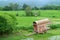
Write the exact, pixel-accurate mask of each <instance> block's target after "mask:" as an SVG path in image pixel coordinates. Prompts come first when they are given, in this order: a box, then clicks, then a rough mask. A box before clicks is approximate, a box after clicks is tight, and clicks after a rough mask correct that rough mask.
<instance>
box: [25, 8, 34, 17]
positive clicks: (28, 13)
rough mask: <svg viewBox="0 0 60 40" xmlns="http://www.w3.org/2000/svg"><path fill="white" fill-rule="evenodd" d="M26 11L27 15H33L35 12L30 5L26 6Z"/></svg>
mask: <svg viewBox="0 0 60 40" xmlns="http://www.w3.org/2000/svg"><path fill="white" fill-rule="evenodd" d="M25 12H26V16H33V13H32V10H31V8H30V7H26V9H25Z"/></svg>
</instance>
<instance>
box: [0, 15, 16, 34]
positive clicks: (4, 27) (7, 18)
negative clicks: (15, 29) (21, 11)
mask: <svg viewBox="0 0 60 40" xmlns="http://www.w3.org/2000/svg"><path fill="white" fill-rule="evenodd" d="M15 20H16V19H15V18H14V17H13V16H12V15H8V14H0V35H3V34H9V33H12V32H13V30H14V29H15V27H16V22H15Z"/></svg>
____
WHAT IS EXPECTED >>
Copy the listing above line for line, without the pictures.

SOLUTION FOR THIS TASK >>
Write the exact, pixel-accurate mask of each <instance> block's target after "mask:" as an SVG path in image pixel coordinates. Prompts come first when they are given, in this order: a box, then clicks, then a rough mask. A box before clicks is approximate, a box after clicks is tight, and clicks after a rough mask correct that rough mask.
<instance>
box: [25, 8, 34, 17]
positive clicks: (28, 13)
rough mask: <svg viewBox="0 0 60 40" xmlns="http://www.w3.org/2000/svg"><path fill="white" fill-rule="evenodd" d="M26 11L27 15H33L35 12L30 5L26 6Z"/></svg>
mask: <svg viewBox="0 0 60 40" xmlns="http://www.w3.org/2000/svg"><path fill="white" fill-rule="evenodd" d="M25 12H26V16H33V13H32V10H31V8H30V7H26V9H25Z"/></svg>
</instance>
<instance>
box: [0, 15, 16, 34]
positive clicks: (4, 27) (7, 18)
negative clicks: (15, 29) (21, 11)
mask: <svg viewBox="0 0 60 40" xmlns="http://www.w3.org/2000/svg"><path fill="white" fill-rule="evenodd" d="M15 20H16V19H15V18H14V17H13V16H12V15H8V14H0V35H3V34H9V33H12V32H13V30H14V29H15V27H16V22H15Z"/></svg>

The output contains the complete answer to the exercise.